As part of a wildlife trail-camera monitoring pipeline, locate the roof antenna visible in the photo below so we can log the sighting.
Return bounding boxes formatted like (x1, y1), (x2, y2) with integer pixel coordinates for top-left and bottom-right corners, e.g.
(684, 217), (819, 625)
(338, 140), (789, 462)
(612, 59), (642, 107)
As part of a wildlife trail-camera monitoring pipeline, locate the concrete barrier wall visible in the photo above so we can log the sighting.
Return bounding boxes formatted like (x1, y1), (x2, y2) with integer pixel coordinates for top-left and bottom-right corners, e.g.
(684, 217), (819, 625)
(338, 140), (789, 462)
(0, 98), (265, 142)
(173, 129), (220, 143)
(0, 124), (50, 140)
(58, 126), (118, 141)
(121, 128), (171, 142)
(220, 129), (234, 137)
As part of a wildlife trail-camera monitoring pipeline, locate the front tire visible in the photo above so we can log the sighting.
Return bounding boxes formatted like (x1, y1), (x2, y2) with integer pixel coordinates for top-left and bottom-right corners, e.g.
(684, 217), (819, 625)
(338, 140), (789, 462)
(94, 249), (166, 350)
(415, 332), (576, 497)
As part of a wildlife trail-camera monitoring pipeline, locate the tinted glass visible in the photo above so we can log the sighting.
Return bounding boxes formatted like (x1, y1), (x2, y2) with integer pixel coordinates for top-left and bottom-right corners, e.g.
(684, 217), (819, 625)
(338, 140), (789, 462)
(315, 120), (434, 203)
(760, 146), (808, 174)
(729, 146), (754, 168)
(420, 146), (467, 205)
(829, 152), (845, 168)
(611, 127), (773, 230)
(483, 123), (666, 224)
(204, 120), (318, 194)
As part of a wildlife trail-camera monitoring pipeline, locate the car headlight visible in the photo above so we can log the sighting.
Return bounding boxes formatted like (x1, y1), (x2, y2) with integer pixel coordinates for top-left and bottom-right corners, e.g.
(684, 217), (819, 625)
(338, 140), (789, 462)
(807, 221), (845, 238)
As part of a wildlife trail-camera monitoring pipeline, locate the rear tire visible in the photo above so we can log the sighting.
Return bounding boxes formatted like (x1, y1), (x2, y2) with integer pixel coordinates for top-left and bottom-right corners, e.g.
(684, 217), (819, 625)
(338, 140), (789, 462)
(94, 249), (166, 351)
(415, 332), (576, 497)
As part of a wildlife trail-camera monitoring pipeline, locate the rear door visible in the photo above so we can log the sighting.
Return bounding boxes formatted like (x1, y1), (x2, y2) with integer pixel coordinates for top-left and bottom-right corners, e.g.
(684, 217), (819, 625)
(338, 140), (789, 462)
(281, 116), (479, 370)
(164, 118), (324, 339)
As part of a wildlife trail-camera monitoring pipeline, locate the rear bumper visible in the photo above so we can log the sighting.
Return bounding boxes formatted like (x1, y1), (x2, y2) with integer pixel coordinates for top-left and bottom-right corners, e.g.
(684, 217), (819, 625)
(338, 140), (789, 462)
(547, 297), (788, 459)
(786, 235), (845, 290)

◇ ◇ ◇ ◇

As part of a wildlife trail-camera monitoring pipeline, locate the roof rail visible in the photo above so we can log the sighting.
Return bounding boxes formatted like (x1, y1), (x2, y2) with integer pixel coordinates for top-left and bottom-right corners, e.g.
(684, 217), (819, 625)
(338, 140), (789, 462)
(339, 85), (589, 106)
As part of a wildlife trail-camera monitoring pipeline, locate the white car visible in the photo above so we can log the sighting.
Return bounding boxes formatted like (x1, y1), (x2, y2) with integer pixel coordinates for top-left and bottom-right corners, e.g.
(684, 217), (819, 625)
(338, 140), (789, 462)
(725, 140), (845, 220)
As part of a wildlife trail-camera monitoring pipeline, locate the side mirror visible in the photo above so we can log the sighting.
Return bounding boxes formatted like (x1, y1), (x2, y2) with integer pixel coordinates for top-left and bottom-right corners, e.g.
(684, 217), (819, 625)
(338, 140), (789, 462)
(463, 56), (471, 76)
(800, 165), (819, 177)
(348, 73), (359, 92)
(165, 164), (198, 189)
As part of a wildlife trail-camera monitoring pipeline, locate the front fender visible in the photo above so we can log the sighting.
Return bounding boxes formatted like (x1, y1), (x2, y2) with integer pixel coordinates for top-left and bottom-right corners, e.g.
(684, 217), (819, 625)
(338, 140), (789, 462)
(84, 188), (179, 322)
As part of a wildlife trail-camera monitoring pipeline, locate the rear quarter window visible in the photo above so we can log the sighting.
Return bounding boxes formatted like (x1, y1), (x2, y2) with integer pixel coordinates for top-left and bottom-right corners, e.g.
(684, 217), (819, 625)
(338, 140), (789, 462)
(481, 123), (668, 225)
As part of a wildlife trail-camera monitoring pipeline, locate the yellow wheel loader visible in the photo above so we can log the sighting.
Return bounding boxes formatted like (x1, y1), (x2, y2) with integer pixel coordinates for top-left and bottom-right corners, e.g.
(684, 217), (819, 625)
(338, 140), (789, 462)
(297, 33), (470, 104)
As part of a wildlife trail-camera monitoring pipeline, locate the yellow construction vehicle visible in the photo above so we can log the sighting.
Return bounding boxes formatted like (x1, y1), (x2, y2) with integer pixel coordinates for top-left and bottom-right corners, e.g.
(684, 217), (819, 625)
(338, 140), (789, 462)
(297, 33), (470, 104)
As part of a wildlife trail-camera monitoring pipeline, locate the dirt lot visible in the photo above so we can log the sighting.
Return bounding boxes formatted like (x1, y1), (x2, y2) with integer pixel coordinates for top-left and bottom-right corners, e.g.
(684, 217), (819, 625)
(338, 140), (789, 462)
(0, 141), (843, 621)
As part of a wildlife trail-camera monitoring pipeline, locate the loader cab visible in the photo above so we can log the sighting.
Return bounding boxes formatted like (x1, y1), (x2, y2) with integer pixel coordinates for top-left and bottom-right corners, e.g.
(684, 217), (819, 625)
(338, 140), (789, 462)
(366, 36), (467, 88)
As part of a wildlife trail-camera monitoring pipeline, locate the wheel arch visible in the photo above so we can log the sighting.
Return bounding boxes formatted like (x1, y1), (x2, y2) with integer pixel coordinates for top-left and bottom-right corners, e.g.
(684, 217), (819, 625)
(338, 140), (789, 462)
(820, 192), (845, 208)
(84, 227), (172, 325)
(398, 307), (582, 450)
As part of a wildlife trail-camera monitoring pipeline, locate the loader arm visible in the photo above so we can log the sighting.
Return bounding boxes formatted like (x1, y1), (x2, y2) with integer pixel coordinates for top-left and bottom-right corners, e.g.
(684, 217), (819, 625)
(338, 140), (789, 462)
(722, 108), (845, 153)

◇ ◇ ◇ ◇

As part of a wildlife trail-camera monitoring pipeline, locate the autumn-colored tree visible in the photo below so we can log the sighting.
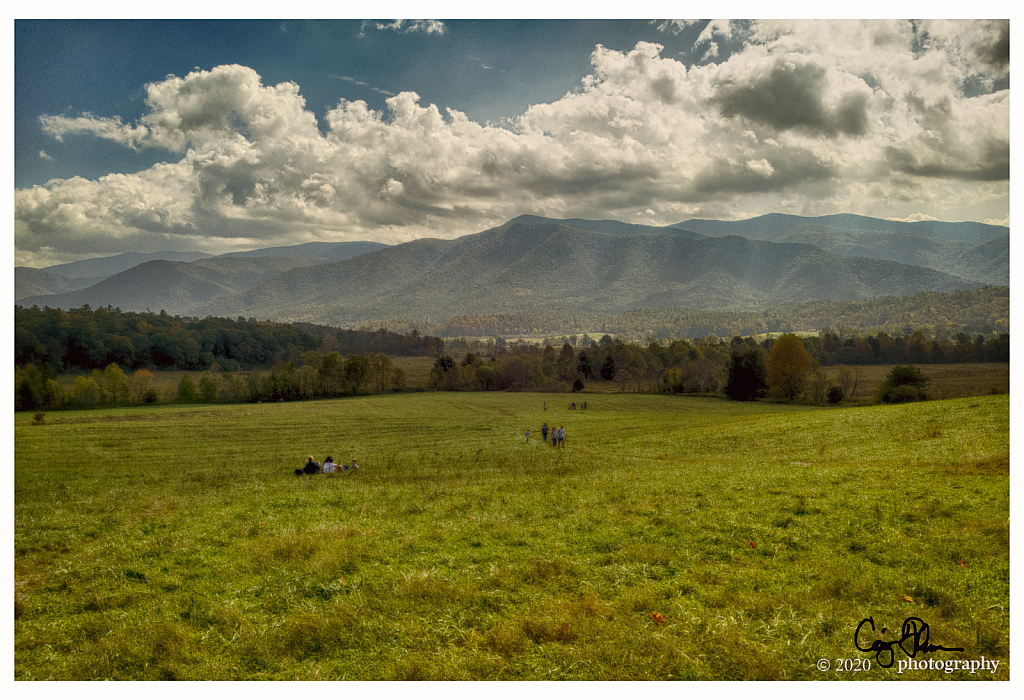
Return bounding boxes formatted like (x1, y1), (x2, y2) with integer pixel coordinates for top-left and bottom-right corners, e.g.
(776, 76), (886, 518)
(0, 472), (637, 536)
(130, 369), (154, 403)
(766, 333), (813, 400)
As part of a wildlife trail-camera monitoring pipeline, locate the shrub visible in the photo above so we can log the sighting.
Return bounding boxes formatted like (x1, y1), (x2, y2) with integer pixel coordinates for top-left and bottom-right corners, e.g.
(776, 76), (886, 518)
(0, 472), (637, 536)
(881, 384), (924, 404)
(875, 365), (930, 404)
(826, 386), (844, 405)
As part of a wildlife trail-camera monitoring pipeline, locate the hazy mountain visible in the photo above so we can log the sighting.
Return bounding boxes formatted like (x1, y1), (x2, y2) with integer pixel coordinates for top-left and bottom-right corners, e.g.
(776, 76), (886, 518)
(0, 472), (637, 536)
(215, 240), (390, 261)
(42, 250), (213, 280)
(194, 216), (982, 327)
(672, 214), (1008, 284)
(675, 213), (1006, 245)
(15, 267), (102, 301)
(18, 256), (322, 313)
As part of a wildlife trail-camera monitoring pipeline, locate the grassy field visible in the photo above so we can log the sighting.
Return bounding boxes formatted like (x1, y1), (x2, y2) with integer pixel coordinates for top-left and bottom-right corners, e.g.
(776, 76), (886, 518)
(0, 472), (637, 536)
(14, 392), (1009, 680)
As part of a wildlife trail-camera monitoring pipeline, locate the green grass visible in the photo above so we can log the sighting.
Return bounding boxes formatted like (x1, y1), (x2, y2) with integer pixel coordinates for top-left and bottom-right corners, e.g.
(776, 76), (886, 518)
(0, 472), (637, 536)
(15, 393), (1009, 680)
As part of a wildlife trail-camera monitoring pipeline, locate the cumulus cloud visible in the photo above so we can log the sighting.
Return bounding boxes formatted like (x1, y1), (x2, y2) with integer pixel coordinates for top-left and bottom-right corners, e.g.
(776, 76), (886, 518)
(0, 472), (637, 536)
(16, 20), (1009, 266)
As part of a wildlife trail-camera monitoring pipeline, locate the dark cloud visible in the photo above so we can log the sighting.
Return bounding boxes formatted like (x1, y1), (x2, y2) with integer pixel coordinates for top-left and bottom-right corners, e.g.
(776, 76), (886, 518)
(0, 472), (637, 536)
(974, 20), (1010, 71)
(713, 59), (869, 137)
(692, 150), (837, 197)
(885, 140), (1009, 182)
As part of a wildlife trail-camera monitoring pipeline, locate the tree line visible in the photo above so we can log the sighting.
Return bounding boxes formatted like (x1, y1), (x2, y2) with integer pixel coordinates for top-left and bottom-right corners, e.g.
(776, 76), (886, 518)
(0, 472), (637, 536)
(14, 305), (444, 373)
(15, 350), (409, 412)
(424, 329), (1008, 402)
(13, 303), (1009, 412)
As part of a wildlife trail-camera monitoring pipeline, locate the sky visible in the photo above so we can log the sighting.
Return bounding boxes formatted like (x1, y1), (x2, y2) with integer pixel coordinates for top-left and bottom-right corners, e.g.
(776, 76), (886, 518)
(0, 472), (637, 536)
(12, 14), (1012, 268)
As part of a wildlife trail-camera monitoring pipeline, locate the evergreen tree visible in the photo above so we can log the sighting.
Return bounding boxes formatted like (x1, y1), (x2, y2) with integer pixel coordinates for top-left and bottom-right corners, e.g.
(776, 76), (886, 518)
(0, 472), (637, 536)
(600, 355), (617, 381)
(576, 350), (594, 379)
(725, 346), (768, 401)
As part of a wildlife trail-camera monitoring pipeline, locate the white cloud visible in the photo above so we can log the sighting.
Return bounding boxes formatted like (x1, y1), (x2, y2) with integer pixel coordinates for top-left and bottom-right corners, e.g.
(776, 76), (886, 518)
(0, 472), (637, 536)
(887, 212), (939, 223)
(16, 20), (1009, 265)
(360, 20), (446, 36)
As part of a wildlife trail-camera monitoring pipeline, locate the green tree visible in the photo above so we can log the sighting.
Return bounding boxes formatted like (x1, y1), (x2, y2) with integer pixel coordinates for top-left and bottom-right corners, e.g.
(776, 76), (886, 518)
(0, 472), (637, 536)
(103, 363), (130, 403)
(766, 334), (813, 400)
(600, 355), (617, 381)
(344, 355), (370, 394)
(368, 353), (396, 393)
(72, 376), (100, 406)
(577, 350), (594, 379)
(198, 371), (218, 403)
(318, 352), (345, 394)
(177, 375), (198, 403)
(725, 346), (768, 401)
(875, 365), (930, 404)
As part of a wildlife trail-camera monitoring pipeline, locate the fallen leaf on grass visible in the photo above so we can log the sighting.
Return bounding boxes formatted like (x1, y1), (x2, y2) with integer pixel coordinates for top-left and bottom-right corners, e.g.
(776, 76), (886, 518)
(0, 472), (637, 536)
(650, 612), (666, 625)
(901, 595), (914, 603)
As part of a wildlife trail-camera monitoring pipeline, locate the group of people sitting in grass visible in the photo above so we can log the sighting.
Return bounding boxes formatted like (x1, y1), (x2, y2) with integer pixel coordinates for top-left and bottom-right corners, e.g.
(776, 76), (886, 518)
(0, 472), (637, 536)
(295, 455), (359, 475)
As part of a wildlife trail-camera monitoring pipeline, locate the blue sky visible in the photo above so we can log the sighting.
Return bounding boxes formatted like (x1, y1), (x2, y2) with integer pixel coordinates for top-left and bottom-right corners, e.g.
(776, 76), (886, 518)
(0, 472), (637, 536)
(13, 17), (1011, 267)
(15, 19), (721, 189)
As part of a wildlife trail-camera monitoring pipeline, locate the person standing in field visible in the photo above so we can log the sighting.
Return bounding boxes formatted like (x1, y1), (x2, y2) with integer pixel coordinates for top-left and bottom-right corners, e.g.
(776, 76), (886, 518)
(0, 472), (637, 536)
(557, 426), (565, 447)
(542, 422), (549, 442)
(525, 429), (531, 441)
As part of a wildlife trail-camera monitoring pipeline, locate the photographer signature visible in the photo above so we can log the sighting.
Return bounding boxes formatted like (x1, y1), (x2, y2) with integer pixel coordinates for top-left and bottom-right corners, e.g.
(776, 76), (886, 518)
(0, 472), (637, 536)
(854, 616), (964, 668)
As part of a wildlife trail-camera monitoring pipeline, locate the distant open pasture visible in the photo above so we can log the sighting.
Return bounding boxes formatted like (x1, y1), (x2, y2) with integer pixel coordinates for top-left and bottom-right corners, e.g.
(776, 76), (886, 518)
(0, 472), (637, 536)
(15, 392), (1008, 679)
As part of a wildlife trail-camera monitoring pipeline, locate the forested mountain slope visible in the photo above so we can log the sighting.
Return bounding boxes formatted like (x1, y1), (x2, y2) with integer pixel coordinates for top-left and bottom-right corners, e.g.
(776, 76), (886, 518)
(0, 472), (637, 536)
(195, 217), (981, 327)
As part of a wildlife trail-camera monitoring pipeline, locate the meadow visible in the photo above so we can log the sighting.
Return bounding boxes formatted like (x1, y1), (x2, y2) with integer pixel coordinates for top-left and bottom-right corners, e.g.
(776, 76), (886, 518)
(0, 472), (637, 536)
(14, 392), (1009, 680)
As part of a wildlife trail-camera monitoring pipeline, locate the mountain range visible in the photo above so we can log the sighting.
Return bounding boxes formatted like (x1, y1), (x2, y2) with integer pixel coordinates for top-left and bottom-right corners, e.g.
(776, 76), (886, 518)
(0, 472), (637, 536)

◇ ◇ ◇ ◇

### Work instructions
Find every line in the records that has the word "tree". Copy those lines.

### Output of the task
As part of a wildlife trail-camera monitoring pipeline, locate the autumn-colored tree visible in the photo below so we can log the sighting.
As part of a wildlife trail-camera monitoring pipeline, locate the tree line visible in the photo above so we can log the sighting.
As part of a wildlife trail-camera monitoring pipeline, locate the evergreen tree visible in the photo above so we can log the sighting.
As part of a wildlife trail-camera monitoring pipeline, locate the green tree visible in the photo above so we can log the sighting.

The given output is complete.